> Source text:
So let us take advantage of William Rabisha's labours and see what gains we get.

How to Pickle Mushrooms

Original version:

Take a bushell of Mushrooms, blanch them over the crown, barm them beneath; if they are new, they look red as a Cherry; if old, black; this being done, through them into a pan of boyling water, then take them forth and let them drain; when they are cold, put them up into your Pot or Glass, puth thereto Cloves, Mace, Ginger, Nutmeggs, whole Pepper; Then take white wine, a little Vinegar, with a little quantity of salt, so pour the Liquour into your Mushrooms, and stope them close for your use all the year.

Ms. Lorwin's "working version":

1/2 pound fresh young mushrooms, about 1 inch in diameter
2 cups water
1 teaspoon salt
1 teaspoon peppercorns
2 cloves
1 large piece of whole mace
1 thin slice fresh ginger
1/2 nutmeg, broken up
3/4 cup white wine
1 tablespoon vinegar

Wash the mushrooms under cool running water.  Slice off the stems to within 1/2 inch of the caps.  Put the water, 1/2 teaspoon of salt, and the mushrooms into a saucepan and bring to a rapid boil.  Drain the mushrooms immediately and put them into a half-pint, screw-top jar with the spices and the rest of the salt.  Pour the wine and the vinegar over them--if there is not enough liquid to cover the mushrooms, add more wine vinegar.

Cover the jar with a piece of plastic before screwing on the top--otherwise the vinegar will corrode the metal.  Turn the jar upside down several times to distribute the seasonings.  Store in a cool place (but do not refrigerate) for three or four days before using.

My Notes

I couldn't get all small mushrooms but instead halved or quartered the ones I could get.

> Information provided:

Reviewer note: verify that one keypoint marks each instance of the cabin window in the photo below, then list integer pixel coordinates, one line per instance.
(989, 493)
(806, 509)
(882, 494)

> What the task requires:
Can you transcribe the mushroom-pickling text word for word from "Wash the mushrooms" to "more wine vinegar."? The listing is separate material, apart from the mushroom-pickling text.

> The reply:
Wash the mushrooms under cool running water.  Slice off the stems to within 1/2 inch of the caps.  Put the water, 1/2 teaspoon of salt, and the mushrooms into a saucepan and bring to a rapid boil.  Drain the mushrooms immediately and put them into a half-pint, screw-top jar with the spices and the rest of the salt.  Pour the wine and the vinegar over them--if there is not enough liquid to cover the mushrooms, add more wine vinegar.